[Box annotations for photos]
....

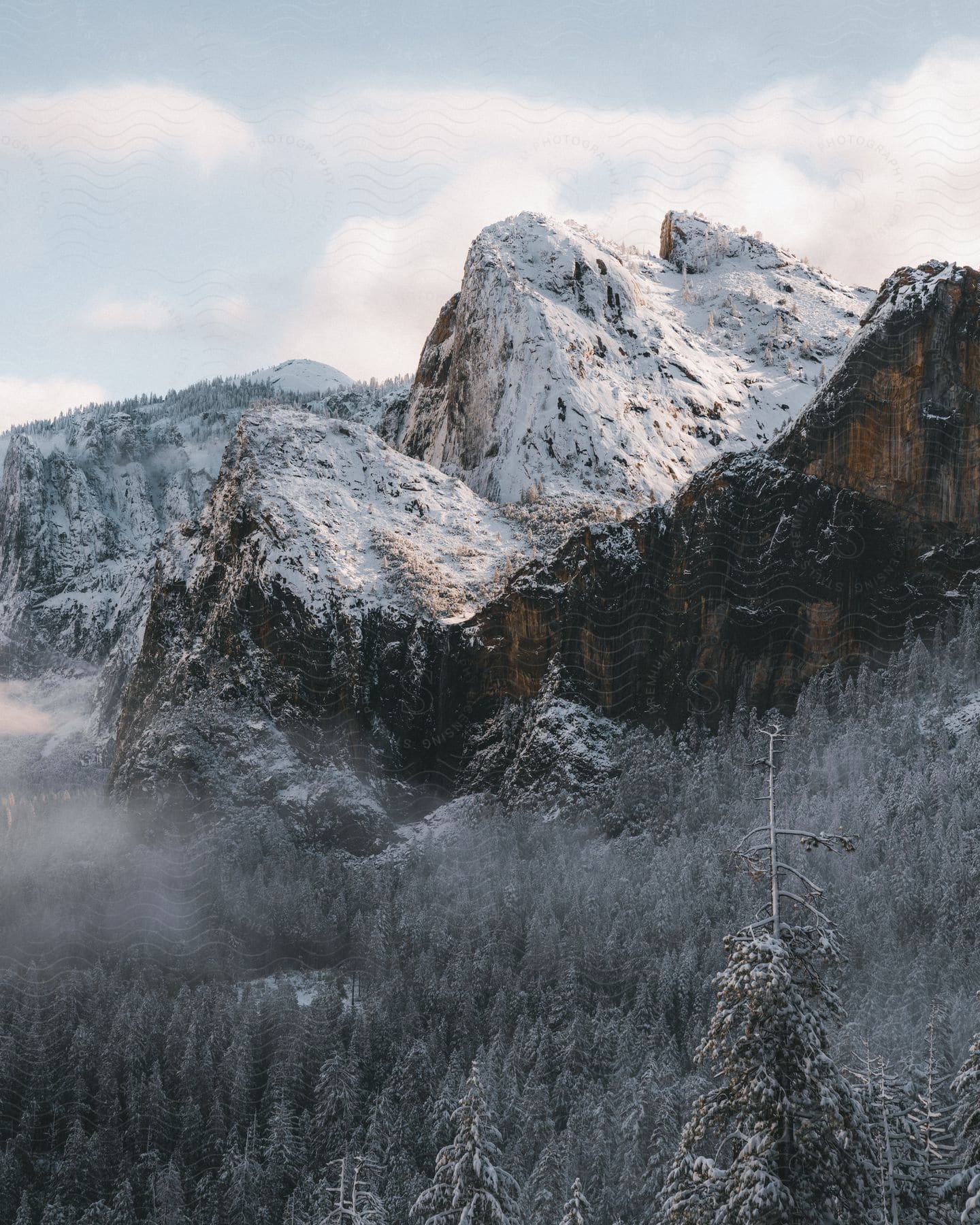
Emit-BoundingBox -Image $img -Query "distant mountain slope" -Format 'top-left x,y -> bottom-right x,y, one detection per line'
115,253 -> 980,807
113,408 -> 530,845
386,213 -> 871,504
248,358 -> 354,395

....

__Exercise instructions__:
Rewrite the listing with "mountain" swapped for "hill" and every other part left as it stands. Leave out the pictures.

__Result of this task__:
Emit-BoundingBox -Image $img -Query "distant hill slope" -Format 'top-left x,y -> bottom-right x,y, one detection per line'
115,253 -> 980,807
113,408 -> 530,845
386,213 -> 871,504
248,358 -> 354,395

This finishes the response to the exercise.